═══ RAW DATA

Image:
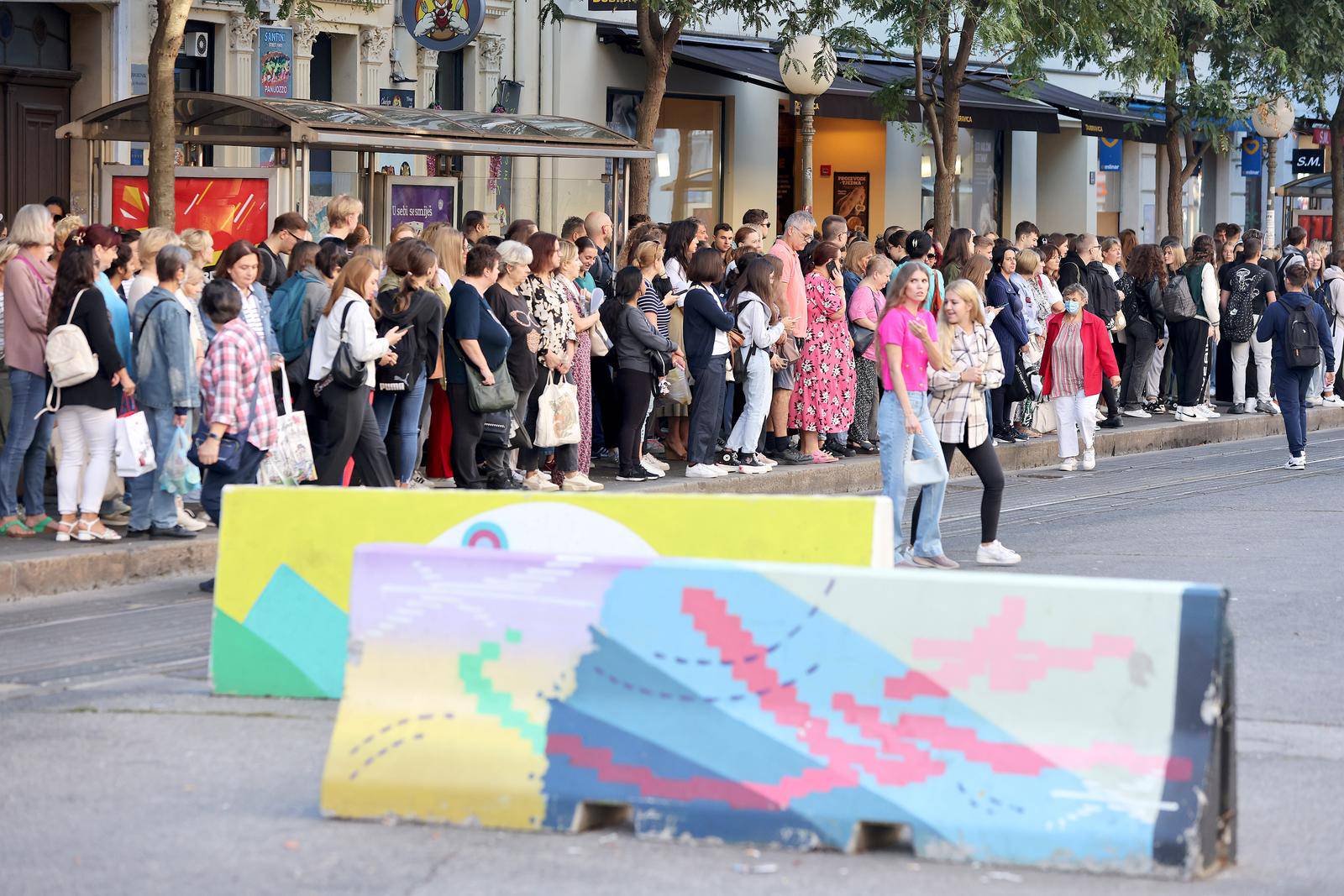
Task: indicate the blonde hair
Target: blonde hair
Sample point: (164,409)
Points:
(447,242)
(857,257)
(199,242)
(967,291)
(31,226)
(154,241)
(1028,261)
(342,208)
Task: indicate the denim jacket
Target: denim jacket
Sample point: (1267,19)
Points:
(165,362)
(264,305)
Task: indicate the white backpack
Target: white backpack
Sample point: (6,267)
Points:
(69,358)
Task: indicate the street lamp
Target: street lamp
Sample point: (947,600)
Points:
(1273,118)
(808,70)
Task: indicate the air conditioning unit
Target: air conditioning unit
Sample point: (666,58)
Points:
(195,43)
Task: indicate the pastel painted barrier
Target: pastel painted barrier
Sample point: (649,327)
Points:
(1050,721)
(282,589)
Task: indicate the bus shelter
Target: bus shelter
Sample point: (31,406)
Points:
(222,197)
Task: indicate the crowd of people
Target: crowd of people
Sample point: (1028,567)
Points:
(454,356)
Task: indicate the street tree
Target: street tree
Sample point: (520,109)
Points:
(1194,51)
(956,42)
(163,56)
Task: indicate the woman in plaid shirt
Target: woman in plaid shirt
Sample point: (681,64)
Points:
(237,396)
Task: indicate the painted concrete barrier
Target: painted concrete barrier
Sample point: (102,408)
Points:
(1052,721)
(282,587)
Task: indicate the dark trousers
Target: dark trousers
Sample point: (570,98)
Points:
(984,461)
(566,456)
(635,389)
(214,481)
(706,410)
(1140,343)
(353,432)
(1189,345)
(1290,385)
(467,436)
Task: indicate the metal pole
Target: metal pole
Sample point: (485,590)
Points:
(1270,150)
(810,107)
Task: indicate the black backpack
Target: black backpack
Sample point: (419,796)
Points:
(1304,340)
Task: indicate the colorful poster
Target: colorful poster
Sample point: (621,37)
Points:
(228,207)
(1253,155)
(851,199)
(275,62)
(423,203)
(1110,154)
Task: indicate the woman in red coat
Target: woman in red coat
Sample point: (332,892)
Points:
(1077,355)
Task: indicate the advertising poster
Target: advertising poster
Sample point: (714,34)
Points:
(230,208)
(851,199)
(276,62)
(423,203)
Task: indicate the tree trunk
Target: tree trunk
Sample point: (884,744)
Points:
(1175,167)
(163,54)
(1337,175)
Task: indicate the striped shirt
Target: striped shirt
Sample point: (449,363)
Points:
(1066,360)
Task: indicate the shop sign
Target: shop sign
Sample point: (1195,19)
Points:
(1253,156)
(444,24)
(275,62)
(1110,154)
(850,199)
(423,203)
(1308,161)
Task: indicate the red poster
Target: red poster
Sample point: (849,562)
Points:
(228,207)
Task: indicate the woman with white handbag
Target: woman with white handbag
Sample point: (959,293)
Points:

══════

* **TASK**: Find the line that contains "Task: indicate the white backpack". Repeat it and every line after it, exactly as written, up to and including the last line of the records above.

* **WRITTEN REPLY**:
Task: indicate the white backpack
Target: white backpack
Sample point: (6,267)
Points:
(69,358)
Task: indicate the street lamp
Target: street lamp
Sample point: (947,600)
Points:
(1273,118)
(808,70)
Task: indicate the air conditioning unit
Target: air conditioning unit
Sample point: (666,58)
Points:
(195,43)
Task: indicate the pastel painted barrier
Target: pastel painted barrier
Sample point: (649,327)
Points:
(1050,721)
(282,589)
Task: indicate the bus shelter
Target: bus shelter
Sample point: (31,406)
Points:
(222,197)
Task: indicate the crowd of people
Target: crowd of people
Sample point: (1028,567)
Points:
(454,356)
Task: indicate the street tree
Target: street tree
Sample point: (520,109)
Points:
(1194,51)
(956,42)
(163,56)
Task: indicate the woman in plaid shirt
Target: woman in plaid shirt
Sample point: (681,64)
Points:
(237,396)
Task: indicate the painted concrete barrier
Target: painted concrete barrier
Sample point: (102,408)
Points:
(1052,721)
(282,587)
Task: indicate the dark trousers
Target: dark trousers
Sample point: (570,98)
Points:
(984,461)
(566,456)
(635,389)
(214,481)
(706,410)
(1140,343)
(353,432)
(1189,345)
(1290,385)
(467,436)
Task: indicate the metal pole
Target: metal pole
Sample point: (485,590)
Points:
(1270,150)
(810,107)
Task: indicate the black backpack
Target: black backpack
Sample point: (419,796)
Points:
(1304,340)
Task: indicate the colorful poster
Target: colorful poster
Sample point: (621,37)
Points:
(228,207)
(1253,155)
(851,199)
(275,62)
(423,203)
(1110,154)
Task: indicate the woman in red coat
Target: woman in red coat
Sample point: (332,892)
Points:
(1077,355)
Task: indicate the advertising poster
Target: advertising poster
Sample point: (714,34)
Points:
(230,208)
(851,199)
(276,62)
(423,203)
Task: indicate the tree trunk
Target: tree trunk
Sample point: (884,744)
Points:
(1175,167)
(163,54)
(1337,175)
Task: indicate the striped shirt
Target: striped shirt
Sample point: (449,363)
Points:
(1066,360)
Task: indicate the shop sign
Target: shop sign
Sample point: (1195,19)
Points:
(1253,156)
(444,24)
(275,62)
(1110,154)
(850,199)
(423,203)
(1308,161)
Task: indicate the red poster
Target: red poster
Sample point: (849,562)
Points:
(228,207)
Task: indicate the woman with white handbag
Target: woman with white handbag
Sample point: (959,293)
Points:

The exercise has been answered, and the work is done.